PASSAGE TO READ:
-------

Hair Rodriguez-Molinero v. Loretta E. Lynch
808 F.3d 1134
| 7th Cir. | 2015Background
- Rodriguez-Molinero, a Mexican citizen and long-term U.S. lawful permanent resident, was convicted of federal drug-trafficking crimes and is subject to removal to Mexico as an aggravated felon.
- He previously bought meth from members of the Zetas cartel in Mexico; in 2006 Mexican police tortured him at the direction of a Zetas member known as Jose to test his loyalty.
- He owes the cartel roughly $30,000 for drugs bought on credit, reported Zetas activities to the FBI/DEA after returning to the U.S., and is therefore identified by the cartel as an informant and debtor.
- Expert evidence (credited by the immigration judge) described widespread Zetas brutality, cartel reach into police and local government, and pervasive corruption that undermines protection by Mexican authorities.
- After Rodriguez-Molinero’s return to the U.S., the Zetas kidnapped and murdered his great-uncle while seeking information about him; family members continue to receive threats.
- The immigration judge denied deferral of removal under the Convention Against Torture (CAT), and the Board of Immigration Appeals affirmed; the Seventh Circuit granted review and remanded for proper consideration.

-------

PROVIDED RECORDS:
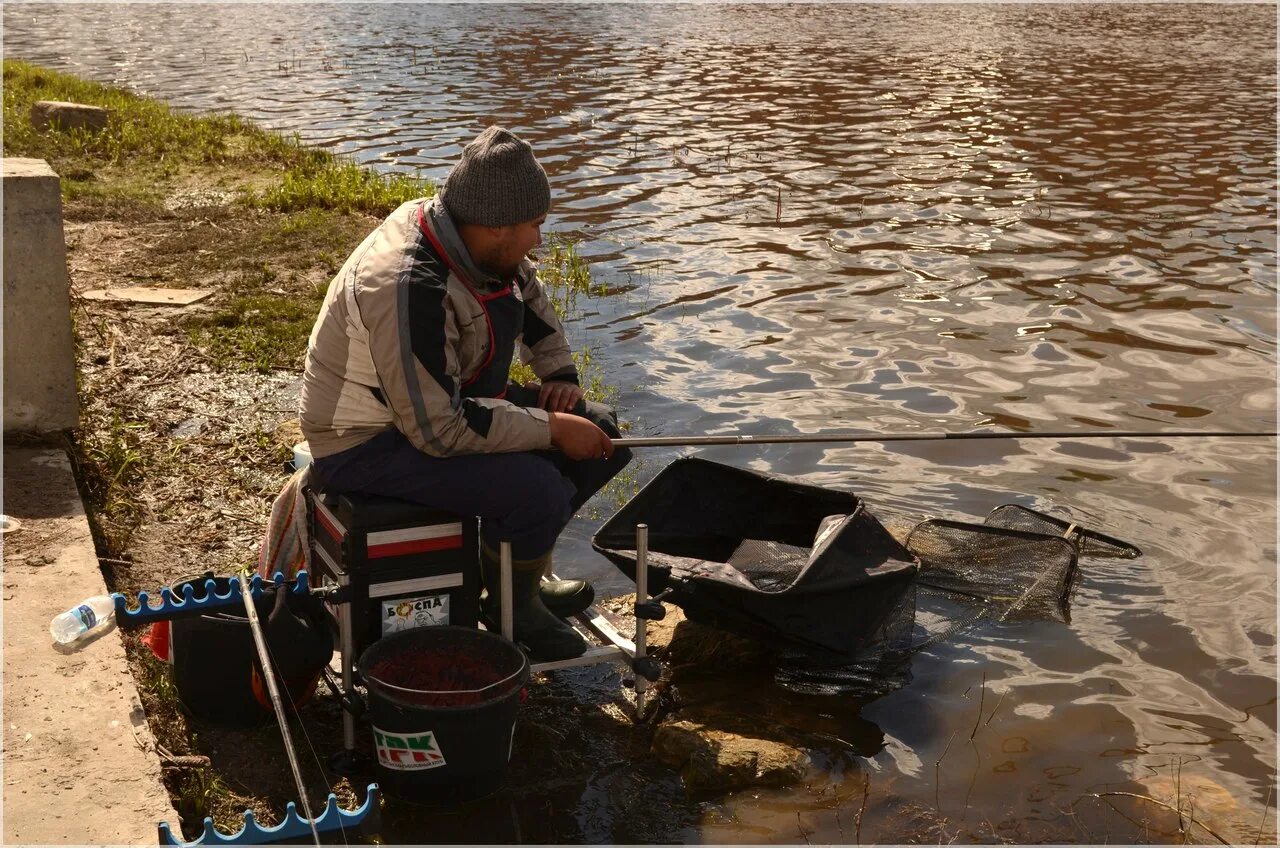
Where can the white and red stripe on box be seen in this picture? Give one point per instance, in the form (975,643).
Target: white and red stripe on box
(402,542)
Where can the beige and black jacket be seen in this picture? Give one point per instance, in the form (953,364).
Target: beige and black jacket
(400,333)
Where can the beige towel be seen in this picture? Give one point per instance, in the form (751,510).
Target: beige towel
(287,543)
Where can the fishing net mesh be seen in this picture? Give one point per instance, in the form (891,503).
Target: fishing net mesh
(1011,573)
(969,574)
(771,566)
(1091,543)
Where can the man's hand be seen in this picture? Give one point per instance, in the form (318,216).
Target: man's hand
(556,396)
(579,438)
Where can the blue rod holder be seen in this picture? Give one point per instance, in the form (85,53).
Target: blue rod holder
(293,826)
(169,606)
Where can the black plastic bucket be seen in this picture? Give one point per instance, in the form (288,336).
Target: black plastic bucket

-------

CHALLENGE 1: Name every U.S. government agency or tribunal mentioned in the Rodriguez-Molinero case summary.
CHALLENGE 2: According to the Rodriguez-Molinero case summary, how much money does he owe the Zetas cartel?
CHALLENGE 3: Pick up the Rodriguez-Molinero case summary after its final line and write the next part.

EXPECTED ANSWER 1: FBI, DEA, the immigration judge, the Board of Immigration Appeals, and the Seventh Circuit.

EXPECTED ANSWER 2: He owes roughly $30,000 for drugs bought on credit.

EXPECTED ANSWER 3:
Issues
| Issue | Plaintiff's Argument | Defendant's Argument | Held |
|---|---|---|---|
| Whether petitioner faces a substantial risk of torture if removed to Mexico | Rodriguez-Molinero: past torture, debt, informant status, ongoing threats, and cartel reach create substantial grounds to fear torture or death | Government: immigration judge found petitioner failed to show likely torture or government acquiescence; no contrary evidence presented | Court: petitioner showed substantial risk given past torture, threats, and expert country conditions evidence; remand required |
| Whether torture must be inflicted or acquiesced to by the Mexican national government (vs. local officials) | Rodriguez-Molinero: CAT/regulations cover torture by public officials or those acting in official capacity, including police; acquiescence can be by local officials | Government/Board: required broader governmental acquiescence or implicated only federal government | Held: error to require acquiescence by national government; local police participation or acquiescence suffices under CAT/regulation |
| Whether past torture by police satisfies CAT without separate showing of government acquiescence | Rodriguez-Molinero: past torture by police is torture by public officials, so acquiescence showing is unnecessary | Government: argued need to show acquiescence beyond rogue officers or broader pattern | Held: past torture by public officials is sufficient; petitioner need not show acquiescence by higher-level officials |
| Whether petitioner could relocate safely within Mexico | Rodriguez-Molinero: expert testimony and country conditions show no viable internal relocation | Government: no evidence offered to rebut relocation feasibility | Held: absence of government evidence rebutting expert means relocation not shown to be feasible; remand for proceedings consistent with opinion |
Key Cases Cited
- INS v. Cardoza-Fonseca, 480 U.S. 421 (U.S. 1987) (discusses "more likely than not"/substantial grounds standard)
- Milosevic v. INS, 18 F.3d 366 (7th Cir. 1994) (addressing withholding/"more likely than not" standard)
- Yi-Tu Lian v. Ashcroft, 379 F.3d 457 (7th Cir. 2004) (commentary on translating evidence into probability under CAT)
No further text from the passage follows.